▶ Source passage:
◇ ◇ ◇ ◇ ◇ ◇ ◇

Treatment should be started at a low dose and increased only gradually to maximize effect and limit side effects. This will aid the patient’s adherence to therapy.
With the exception of phenytoin, drug levels are generally not useful except to prove that the drug is being taken.
IF a first line drug is ineffective despite adequate compliance, it should be replaced by a second drug. Monotherapy should always be the aim unless this has obviously failed
Patients started on anti-epileptic drugs must remain under review (e.g. monthly follow-up).
Significant variation in AED plasma levels – monitor and titrate to therapeutic effect
ITU sedation is a treatment
Side effects with AEDs are very common. Adjunctive drug use and polypharmacy with epilepsy is common. Always consult BNF in detail when managing patients on AEDs.

◇ ◇ ◇ ◇ ◇ ◇ ◇

(Entries drawn from a collection)

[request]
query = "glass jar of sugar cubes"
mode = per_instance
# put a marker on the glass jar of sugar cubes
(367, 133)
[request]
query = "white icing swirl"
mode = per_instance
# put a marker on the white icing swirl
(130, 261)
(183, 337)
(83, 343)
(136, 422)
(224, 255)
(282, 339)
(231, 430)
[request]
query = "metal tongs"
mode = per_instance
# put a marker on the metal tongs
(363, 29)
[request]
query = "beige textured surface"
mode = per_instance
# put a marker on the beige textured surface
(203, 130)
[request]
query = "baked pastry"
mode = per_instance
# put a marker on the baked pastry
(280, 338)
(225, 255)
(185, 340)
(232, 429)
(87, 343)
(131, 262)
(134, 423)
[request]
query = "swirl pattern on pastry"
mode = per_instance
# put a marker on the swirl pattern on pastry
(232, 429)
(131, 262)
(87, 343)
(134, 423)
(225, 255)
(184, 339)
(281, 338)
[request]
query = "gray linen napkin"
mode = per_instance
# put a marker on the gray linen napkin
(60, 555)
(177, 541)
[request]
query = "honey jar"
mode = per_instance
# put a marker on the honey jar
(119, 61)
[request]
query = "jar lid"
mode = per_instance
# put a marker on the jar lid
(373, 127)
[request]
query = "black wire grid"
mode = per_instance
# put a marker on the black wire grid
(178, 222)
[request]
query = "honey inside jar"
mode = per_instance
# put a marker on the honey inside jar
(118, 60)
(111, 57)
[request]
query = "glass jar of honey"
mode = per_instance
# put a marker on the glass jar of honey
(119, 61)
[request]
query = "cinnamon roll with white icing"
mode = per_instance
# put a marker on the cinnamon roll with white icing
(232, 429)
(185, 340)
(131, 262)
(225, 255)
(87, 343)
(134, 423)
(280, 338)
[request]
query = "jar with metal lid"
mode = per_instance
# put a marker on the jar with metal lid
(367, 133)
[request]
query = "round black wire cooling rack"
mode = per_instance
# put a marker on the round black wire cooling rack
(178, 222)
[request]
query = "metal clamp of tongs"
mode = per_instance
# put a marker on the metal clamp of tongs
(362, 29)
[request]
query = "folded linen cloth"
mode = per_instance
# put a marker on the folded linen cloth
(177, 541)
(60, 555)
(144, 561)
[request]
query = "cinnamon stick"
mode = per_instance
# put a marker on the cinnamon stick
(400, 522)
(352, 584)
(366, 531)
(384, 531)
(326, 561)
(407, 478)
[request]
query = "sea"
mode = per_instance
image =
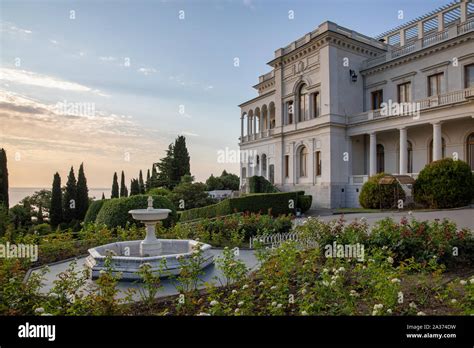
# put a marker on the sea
(16, 194)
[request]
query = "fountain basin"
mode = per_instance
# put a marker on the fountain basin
(126, 257)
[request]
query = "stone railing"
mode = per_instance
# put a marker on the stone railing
(423, 104)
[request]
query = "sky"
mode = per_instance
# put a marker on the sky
(112, 83)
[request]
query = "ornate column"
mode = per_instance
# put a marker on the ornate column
(373, 154)
(403, 151)
(437, 142)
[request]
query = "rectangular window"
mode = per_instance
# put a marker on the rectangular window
(469, 76)
(377, 99)
(404, 92)
(290, 112)
(316, 104)
(318, 163)
(435, 83)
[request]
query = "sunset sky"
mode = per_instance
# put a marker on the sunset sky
(144, 75)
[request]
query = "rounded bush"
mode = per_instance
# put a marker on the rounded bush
(304, 202)
(114, 212)
(93, 210)
(376, 196)
(444, 184)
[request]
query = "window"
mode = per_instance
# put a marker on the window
(316, 104)
(404, 92)
(435, 84)
(380, 158)
(290, 112)
(318, 163)
(470, 150)
(443, 150)
(303, 161)
(377, 99)
(304, 104)
(469, 76)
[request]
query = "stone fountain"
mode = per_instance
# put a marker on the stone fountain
(164, 255)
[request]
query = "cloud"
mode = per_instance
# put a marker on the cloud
(147, 71)
(34, 79)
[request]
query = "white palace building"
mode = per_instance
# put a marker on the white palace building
(339, 106)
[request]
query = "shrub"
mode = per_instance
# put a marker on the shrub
(93, 210)
(258, 184)
(444, 184)
(304, 202)
(114, 212)
(276, 203)
(376, 196)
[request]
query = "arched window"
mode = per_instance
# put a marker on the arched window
(409, 157)
(380, 158)
(443, 150)
(470, 150)
(303, 161)
(303, 104)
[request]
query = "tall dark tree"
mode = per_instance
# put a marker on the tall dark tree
(3, 179)
(141, 184)
(180, 163)
(134, 187)
(115, 191)
(123, 187)
(56, 210)
(147, 183)
(82, 203)
(70, 198)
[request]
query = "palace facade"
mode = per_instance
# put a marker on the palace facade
(339, 106)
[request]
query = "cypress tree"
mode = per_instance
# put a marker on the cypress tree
(134, 187)
(56, 212)
(70, 198)
(123, 187)
(141, 184)
(115, 192)
(3, 179)
(82, 203)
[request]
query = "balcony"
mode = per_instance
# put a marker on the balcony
(449, 98)
(421, 43)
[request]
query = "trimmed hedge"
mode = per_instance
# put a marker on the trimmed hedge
(277, 203)
(114, 212)
(376, 196)
(258, 184)
(444, 184)
(304, 202)
(93, 210)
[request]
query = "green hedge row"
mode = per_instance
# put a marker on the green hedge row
(114, 212)
(278, 203)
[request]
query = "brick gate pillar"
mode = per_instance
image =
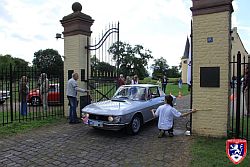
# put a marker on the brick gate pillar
(76, 33)
(211, 56)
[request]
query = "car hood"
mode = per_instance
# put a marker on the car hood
(110, 107)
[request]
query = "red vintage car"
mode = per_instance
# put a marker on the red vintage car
(35, 98)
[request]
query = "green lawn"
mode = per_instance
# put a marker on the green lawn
(22, 127)
(206, 152)
(33, 114)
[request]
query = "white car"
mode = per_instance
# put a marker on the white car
(130, 108)
(4, 95)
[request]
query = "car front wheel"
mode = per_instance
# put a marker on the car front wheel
(135, 125)
(35, 101)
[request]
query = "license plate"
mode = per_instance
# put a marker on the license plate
(96, 123)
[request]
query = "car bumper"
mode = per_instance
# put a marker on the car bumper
(106, 125)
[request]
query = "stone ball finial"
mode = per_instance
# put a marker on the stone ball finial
(77, 7)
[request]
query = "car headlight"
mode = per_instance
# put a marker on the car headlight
(85, 114)
(114, 119)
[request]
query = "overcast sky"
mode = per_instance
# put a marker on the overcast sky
(162, 26)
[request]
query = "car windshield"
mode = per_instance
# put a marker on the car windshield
(130, 93)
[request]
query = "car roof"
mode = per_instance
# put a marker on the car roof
(142, 85)
(55, 84)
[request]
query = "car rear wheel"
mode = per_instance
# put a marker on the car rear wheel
(35, 101)
(135, 125)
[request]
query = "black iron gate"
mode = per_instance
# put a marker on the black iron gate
(12, 100)
(102, 80)
(238, 124)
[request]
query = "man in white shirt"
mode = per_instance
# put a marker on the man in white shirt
(166, 114)
(72, 89)
(135, 80)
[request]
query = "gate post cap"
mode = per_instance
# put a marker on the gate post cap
(76, 7)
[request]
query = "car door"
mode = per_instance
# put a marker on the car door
(153, 101)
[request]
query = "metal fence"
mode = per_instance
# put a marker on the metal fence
(238, 123)
(15, 101)
(102, 80)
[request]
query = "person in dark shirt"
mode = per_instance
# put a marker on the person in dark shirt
(164, 83)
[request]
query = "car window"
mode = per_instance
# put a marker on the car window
(153, 92)
(132, 93)
(52, 88)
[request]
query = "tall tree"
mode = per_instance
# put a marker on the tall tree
(131, 60)
(6, 60)
(173, 72)
(48, 61)
(160, 68)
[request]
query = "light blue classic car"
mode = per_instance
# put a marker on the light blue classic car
(129, 107)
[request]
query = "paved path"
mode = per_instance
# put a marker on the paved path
(79, 145)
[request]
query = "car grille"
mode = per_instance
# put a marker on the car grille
(98, 117)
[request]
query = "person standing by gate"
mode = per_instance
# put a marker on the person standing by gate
(135, 80)
(180, 83)
(120, 81)
(24, 91)
(72, 89)
(166, 114)
(164, 83)
(246, 85)
(44, 89)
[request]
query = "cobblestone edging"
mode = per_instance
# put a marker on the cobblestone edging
(79, 145)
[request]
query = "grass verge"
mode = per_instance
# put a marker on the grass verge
(22, 127)
(208, 152)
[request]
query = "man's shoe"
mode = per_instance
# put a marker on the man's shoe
(160, 134)
(171, 134)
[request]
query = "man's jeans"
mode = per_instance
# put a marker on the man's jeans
(72, 110)
(23, 107)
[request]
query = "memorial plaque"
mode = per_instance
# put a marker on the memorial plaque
(70, 72)
(209, 76)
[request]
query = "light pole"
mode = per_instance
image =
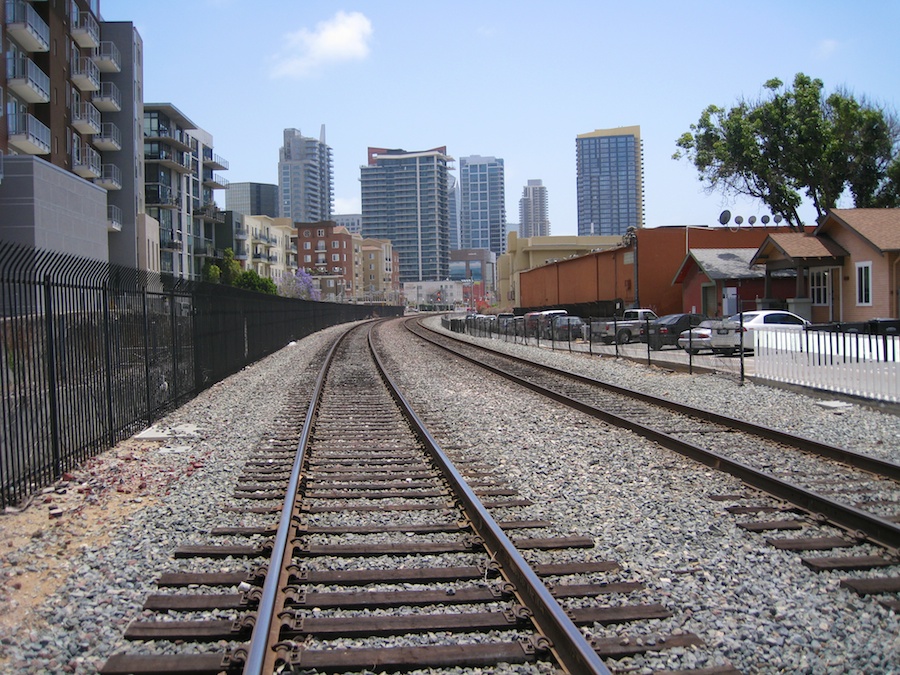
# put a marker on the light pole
(630, 239)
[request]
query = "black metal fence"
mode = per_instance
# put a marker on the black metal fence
(92, 353)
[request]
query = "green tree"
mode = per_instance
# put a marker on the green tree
(251, 281)
(795, 142)
(231, 268)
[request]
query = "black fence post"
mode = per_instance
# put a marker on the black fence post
(52, 384)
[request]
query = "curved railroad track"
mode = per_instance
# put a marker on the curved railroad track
(841, 499)
(383, 556)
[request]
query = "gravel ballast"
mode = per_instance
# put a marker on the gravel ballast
(754, 606)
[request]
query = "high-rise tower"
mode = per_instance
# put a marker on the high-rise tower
(534, 215)
(405, 200)
(305, 178)
(482, 212)
(610, 185)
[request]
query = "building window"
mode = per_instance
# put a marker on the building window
(819, 288)
(864, 283)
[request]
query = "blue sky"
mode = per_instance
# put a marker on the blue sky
(517, 80)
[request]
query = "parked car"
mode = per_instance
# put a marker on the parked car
(696, 339)
(567, 328)
(666, 329)
(728, 335)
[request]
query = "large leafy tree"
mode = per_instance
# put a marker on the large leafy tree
(251, 281)
(796, 142)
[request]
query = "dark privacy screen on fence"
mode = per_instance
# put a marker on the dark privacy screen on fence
(92, 353)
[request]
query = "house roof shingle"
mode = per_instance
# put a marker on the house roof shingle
(881, 227)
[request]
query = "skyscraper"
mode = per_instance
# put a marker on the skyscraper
(482, 210)
(305, 178)
(405, 200)
(534, 214)
(610, 181)
(252, 199)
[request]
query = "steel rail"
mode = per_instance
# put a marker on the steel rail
(877, 529)
(259, 653)
(568, 644)
(858, 460)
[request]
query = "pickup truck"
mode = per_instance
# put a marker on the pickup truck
(622, 329)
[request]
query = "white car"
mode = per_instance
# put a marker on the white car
(727, 336)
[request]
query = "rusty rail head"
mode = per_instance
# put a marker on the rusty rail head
(258, 651)
(572, 650)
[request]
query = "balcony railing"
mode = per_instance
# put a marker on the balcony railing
(28, 134)
(113, 218)
(86, 74)
(86, 118)
(107, 57)
(110, 177)
(25, 26)
(108, 98)
(27, 81)
(156, 194)
(109, 139)
(213, 161)
(86, 161)
(86, 31)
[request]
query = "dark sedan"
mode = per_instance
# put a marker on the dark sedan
(666, 329)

◇ ◇ ◇ ◇ ◇ ◇ ◇

▶ Tasks for this exercise:
a: List every abbreviation that appears in the notes on anti-epileptic drug treatment, giving each one once.
b: Resume the notes on anti-epileptic drug treatment, starting after their final sentence.

▶ Answers per task:
a: AED, ITU, BNF

b:
Describe the very basic rule of thumb for prescribing AEDs
Valproate sodium as first line therapy for primary generalised seizures
Carbamazepine for partial seizures (or generalised seizures)
Lamotrigine can be used in either circumstances and is probably the drug of choice for women of childbearing age.
Benzodiazepines and phenytoin are first line therapies for acute life threatening status epilepticus. Phenytoin has non-linear kinetics and so can reach therapeutic (and toxic) levels rapidly.